Free-text object descriptions:
Content starts

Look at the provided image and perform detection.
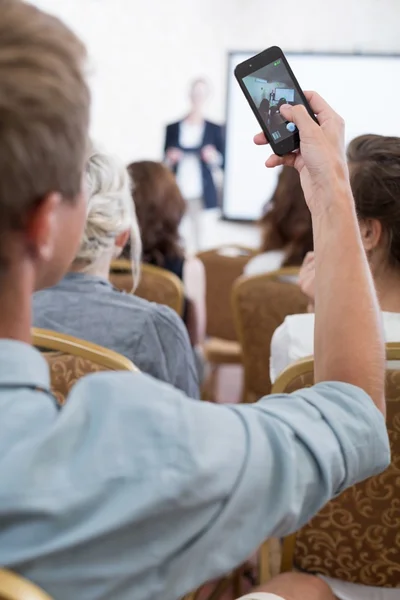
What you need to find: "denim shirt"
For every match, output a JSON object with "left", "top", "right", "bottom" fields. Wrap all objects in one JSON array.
[
  {"left": 33, "top": 272, "right": 199, "bottom": 398},
  {"left": 0, "top": 340, "right": 390, "bottom": 600}
]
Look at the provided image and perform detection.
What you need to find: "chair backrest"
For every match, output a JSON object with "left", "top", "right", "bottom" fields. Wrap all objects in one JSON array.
[
  {"left": 109, "top": 258, "right": 134, "bottom": 293},
  {"left": 197, "top": 245, "right": 255, "bottom": 341},
  {"left": 32, "top": 328, "right": 137, "bottom": 405},
  {"left": 0, "top": 569, "right": 53, "bottom": 600},
  {"left": 135, "top": 263, "right": 184, "bottom": 316},
  {"left": 275, "top": 344, "right": 400, "bottom": 588},
  {"left": 110, "top": 260, "right": 184, "bottom": 316},
  {"left": 232, "top": 268, "right": 308, "bottom": 401}
]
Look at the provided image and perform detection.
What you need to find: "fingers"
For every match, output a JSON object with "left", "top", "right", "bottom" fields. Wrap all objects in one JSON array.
[
  {"left": 265, "top": 153, "right": 296, "bottom": 169},
  {"left": 280, "top": 103, "right": 320, "bottom": 138},
  {"left": 254, "top": 132, "right": 268, "bottom": 146}
]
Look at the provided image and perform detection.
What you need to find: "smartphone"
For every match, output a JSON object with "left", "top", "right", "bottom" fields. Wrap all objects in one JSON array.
[{"left": 234, "top": 46, "right": 316, "bottom": 156}]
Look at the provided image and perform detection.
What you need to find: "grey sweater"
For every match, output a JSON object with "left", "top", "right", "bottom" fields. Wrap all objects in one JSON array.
[{"left": 33, "top": 273, "right": 199, "bottom": 398}]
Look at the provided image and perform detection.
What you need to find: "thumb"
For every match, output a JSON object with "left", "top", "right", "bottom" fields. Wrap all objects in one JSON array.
[{"left": 280, "top": 104, "right": 319, "bottom": 138}]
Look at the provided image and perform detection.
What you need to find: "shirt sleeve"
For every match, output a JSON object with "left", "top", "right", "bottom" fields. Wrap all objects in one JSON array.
[
  {"left": 162, "top": 380, "right": 390, "bottom": 595},
  {"left": 12, "top": 373, "right": 390, "bottom": 599},
  {"left": 270, "top": 320, "right": 292, "bottom": 384}
]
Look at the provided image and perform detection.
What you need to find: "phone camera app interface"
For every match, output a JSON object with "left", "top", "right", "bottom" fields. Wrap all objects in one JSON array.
[{"left": 242, "top": 58, "right": 304, "bottom": 143}]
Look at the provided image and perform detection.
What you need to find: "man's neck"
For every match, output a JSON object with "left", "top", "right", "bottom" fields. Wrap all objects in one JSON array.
[{"left": 0, "top": 264, "right": 33, "bottom": 343}]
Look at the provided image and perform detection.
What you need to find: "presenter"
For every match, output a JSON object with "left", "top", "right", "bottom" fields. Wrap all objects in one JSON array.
[{"left": 164, "top": 78, "right": 224, "bottom": 252}]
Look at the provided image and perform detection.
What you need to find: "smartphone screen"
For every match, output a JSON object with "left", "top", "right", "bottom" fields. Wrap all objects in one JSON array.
[{"left": 235, "top": 47, "right": 315, "bottom": 155}]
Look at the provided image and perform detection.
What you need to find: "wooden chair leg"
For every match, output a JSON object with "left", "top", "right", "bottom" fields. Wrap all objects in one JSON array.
[
  {"left": 202, "top": 363, "right": 219, "bottom": 402},
  {"left": 258, "top": 540, "right": 271, "bottom": 585},
  {"left": 206, "top": 576, "right": 233, "bottom": 600}
]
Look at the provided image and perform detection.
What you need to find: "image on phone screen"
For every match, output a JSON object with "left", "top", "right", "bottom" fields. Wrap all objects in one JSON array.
[{"left": 241, "top": 58, "right": 305, "bottom": 144}]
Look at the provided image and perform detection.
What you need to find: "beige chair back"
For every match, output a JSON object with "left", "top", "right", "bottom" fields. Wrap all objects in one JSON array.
[
  {"left": 197, "top": 246, "right": 255, "bottom": 341},
  {"left": 110, "top": 260, "right": 184, "bottom": 316},
  {"left": 0, "top": 569, "right": 53, "bottom": 600},
  {"left": 32, "top": 328, "right": 137, "bottom": 406},
  {"left": 275, "top": 345, "right": 400, "bottom": 588},
  {"left": 232, "top": 268, "right": 308, "bottom": 401},
  {"left": 109, "top": 258, "right": 134, "bottom": 293}
]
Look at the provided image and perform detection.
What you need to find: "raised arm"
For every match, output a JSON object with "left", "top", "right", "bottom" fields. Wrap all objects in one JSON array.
[{"left": 255, "top": 93, "right": 385, "bottom": 415}]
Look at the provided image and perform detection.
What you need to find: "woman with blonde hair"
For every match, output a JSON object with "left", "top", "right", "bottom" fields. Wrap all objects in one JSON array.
[{"left": 33, "top": 149, "right": 199, "bottom": 397}]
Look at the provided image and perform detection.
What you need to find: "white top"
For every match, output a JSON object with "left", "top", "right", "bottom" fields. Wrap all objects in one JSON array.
[
  {"left": 270, "top": 311, "right": 400, "bottom": 384},
  {"left": 321, "top": 575, "right": 400, "bottom": 599},
  {"left": 177, "top": 121, "right": 205, "bottom": 200},
  {"left": 238, "top": 578, "right": 399, "bottom": 600},
  {"left": 244, "top": 250, "right": 286, "bottom": 277}
]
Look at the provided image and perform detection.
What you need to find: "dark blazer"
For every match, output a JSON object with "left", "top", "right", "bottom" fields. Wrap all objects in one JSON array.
[{"left": 164, "top": 120, "right": 225, "bottom": 210}]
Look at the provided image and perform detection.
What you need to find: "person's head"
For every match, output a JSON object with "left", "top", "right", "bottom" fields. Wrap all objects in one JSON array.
[
  {"left": 259, "top": 167, "right": 313, "bottom": 266},
  {"left": 72, "top": 149, "right": 142, "bottom": 288},
  {"left": 277, "top": 98, "right": 287, "bottom": 109},
  {"left": 127, "top": 161, "right": 185, "bottom": 266},
  {"left": 189, "top": 78, "right": 210, "bottom": 112},
  {"left": 0, "top": 0, "right": 90, "bottom": 293},
  {"left": 348, "top": 134, "right": 400, "bottom": 276}
]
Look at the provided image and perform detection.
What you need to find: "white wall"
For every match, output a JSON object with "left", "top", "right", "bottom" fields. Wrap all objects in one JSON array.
[
  {"left": 29, "top": 0, "right": 400, "bottom": 249},
  {"left": 31, "top": 0, "right": 400, "bottom": 164}
]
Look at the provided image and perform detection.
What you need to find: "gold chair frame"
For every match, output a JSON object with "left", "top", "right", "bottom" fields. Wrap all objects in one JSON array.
[
  {"left": 32, "top": 328, "right": 137, "bottom": 372},
  {"left": 0, "top": 569, "right": 53, "bottom": 600}
]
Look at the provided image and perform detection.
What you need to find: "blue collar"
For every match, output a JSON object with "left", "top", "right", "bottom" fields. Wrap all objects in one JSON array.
[{"left": 0, "top": 340, "right": 50, "bottom": 392}]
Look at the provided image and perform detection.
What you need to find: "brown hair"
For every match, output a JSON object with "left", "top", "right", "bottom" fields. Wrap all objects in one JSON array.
[
  {"left": 348, "top": 134, "right": 400, "bottom": 268},
  {"left": 127, "top": 161, "right": 185, "bottom": 265},
  {"left": 260, "top": 166, "right": 313, "bottom": 266},
  {"left": 0, "top": 1, "right": 89, "bottom": 238}
]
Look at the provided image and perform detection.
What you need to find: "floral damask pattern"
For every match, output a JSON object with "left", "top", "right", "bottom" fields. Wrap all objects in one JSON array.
[
  {"left": 43, "top": 351, "right": 109, "bottom": 405},
  {"left": 291, "top": 369, "right": 400, "bottom": 588}
]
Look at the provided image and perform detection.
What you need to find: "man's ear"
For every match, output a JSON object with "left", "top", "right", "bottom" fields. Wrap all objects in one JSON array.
[
  {"left": 113, "top": 230, "right": 130, "bottom": 258},
  {"left": 25, "top": 193, "right": 62, "bottom": 261},
  {"left": 359, "top": 218, "right": 382, "bottom": 252}
]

Content ends

Your instructions:
Show the lines of the data that hold the word "screen".

Solution for this task:
What you need to find: "smartphone screen"
What you need to find: "image on phone screen"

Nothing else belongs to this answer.